Excerpt provided
□ □ □ □ □

This last week for several days, my wife Regina and I visited our eldest daughter who is attending The University of the South, Sewanee. It certainly felt like a homecoming as Sewanee is where I attended Episcopal seminary in the 1990’s. It is a special place with wonderful people and tremendous opportunities to learn and grow. While we have not lived in Tennessee for quite some time, it is a magnificent state with much to offer.

Tragically this week, a horrific tornado ripped through the Nashville area causing devastation and death. Tornadoes are not unknown in this part of the world and I remember many afternoons and evenings sheltering in place.

It was also this past week I visited several clergy friends of mine and we discussed the Coronavirus, a threat of another kind with lots of unknowns. Both of these things are poignant reminders that life, while full of blessings and joy, is also indeed fragile and ephemeral.

Over the years living with the frailties of life as we all do, generally speaking I’ve had two reactions to threatening possibilities. One is to keep the words of Psalm 46 front and center, the other is to be prepared and informed and hence non- reactive or panicky.

In excerpts, Psalm 46 reads, “God is our refuge and strength, a very present help in trouble. Therefore we will not fear, though the earth should change, though the mountains shake in the heart of the sea: though its waters roar and foam, though the mountains tremble with its tumult…Be still and know that I am God…The LORD of hosts is with us; the God of Jacob is our refuge.”

These words are a potent reminder that ultimately we have nothing to fear because God is God. While terrible things will happen, our destiny and future with God is clear and known. And as God is love, we can trust that love is where we ultimately will all reside.

Having said this, however, it is our obligation to respond to the current situation with resources and preparedness. As our Surgeon General recently said, it is important to be cautious but not afraid.

At the Chapel, we have decided to take some very simple steps, things in fact we should do every flu season. Here is a list of what we are implementing, which is in keeping with health recommendations, as well as guidance from other churches and national church bodies.

Charla and I both use hand sanitizer before serving communion and have for years. This will continue.

Beginning this Sunday, we will serve bread and not wine. When the current crisis passes, we will resume serving wine.

As has been the case, we have hand sanitizer throughout our worship and fellowship space and ask all people to continue to practice good handwashing.

We ask, and this includes staff and clergy, that if you are sick with cold or flu symptoms on a Sunday morning, that you stay home and watch our service online (go to Of course, as always, if you are not well, we also would like to know so we can offer care and prayer.

Some churches have asked parishioners not to shake hands during gatherings, but instead to smile or bow or give a sign of peace with hands. We will leave this at your discretion, but as is the case during flu seasons, handwashing after contacting people in large groups is wise.

We are looking at ways to more effectively serve food following our Sunday service.

None of this is meant to cause alarm or fear. We are simply responding to the situation at hand with how we have been advised with easy steps. This crisis, as others have, will pass. I ask you to please join me in praying for the end of this virus, for healing for those who have been infected, and for the complete restoration of world economies upon which we all depend. Please also pray for the people of the greater Nashville area as they recover from the tornado.

Know I hold all of you in prayer and I am so grateful for each of you and for the Chapel, a place filled with the presence of Jesus, the love of God, and great care and love for one another.

□ □ □ □ □

Information supplied
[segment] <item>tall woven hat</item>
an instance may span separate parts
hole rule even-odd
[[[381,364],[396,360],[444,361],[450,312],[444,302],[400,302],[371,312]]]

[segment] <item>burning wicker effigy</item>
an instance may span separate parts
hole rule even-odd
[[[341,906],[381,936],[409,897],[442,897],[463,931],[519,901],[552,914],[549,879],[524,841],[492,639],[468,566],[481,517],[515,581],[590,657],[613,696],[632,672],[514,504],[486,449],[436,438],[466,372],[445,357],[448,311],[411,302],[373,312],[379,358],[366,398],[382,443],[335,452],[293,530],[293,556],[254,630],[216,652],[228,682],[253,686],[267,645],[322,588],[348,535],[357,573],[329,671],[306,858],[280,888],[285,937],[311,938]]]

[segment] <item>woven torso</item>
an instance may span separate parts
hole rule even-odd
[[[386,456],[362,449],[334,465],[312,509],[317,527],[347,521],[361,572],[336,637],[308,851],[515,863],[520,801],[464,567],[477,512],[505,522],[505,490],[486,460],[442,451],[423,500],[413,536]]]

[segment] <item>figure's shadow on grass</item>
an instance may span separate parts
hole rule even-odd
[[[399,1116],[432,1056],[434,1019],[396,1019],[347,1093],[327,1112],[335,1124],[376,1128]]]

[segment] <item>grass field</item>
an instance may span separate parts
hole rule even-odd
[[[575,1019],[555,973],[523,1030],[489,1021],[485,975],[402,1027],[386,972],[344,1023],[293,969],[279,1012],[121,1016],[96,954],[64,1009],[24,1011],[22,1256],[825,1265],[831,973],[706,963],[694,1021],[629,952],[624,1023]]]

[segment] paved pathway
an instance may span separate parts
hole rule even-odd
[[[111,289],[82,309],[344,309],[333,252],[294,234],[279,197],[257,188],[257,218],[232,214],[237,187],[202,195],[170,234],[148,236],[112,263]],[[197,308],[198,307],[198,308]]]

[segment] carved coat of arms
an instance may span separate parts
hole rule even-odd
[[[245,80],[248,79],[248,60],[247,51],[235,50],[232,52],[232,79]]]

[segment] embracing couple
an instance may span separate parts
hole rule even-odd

□ □ □ □ □

Things to do
- a) According to the letter, where did the writer attend Episcopal seminary?
- b) Please list everything the letter asks readers to pray for.
- c) Summarize the letter in two sentences.
The entries have no connection to the letter.

Answers to the exercise
- a) At The University of the South, Sewanee, in the 1990s.

- b)
- The end of the virus
- Healing for those who have been infected
- The complete restoration of world economies
- The people of the greater Nashville area as they recover from the tornado

- c) After a visit to Sewanee during a week marked by a deadly Nashville tornado and concern over the Coronavirus, the writer reflects on life's fragility and on meeting threats with both the words of Psalm 46 and calm preparedness. The Chapel is taking simple flu-season steps: hand sanitizer before communion and throughout its space, serving bread but not wine, asking sick people to stay home and watch online, leaving handshaking to each person's discretion, and finding better ways to serve food after the Sunday service.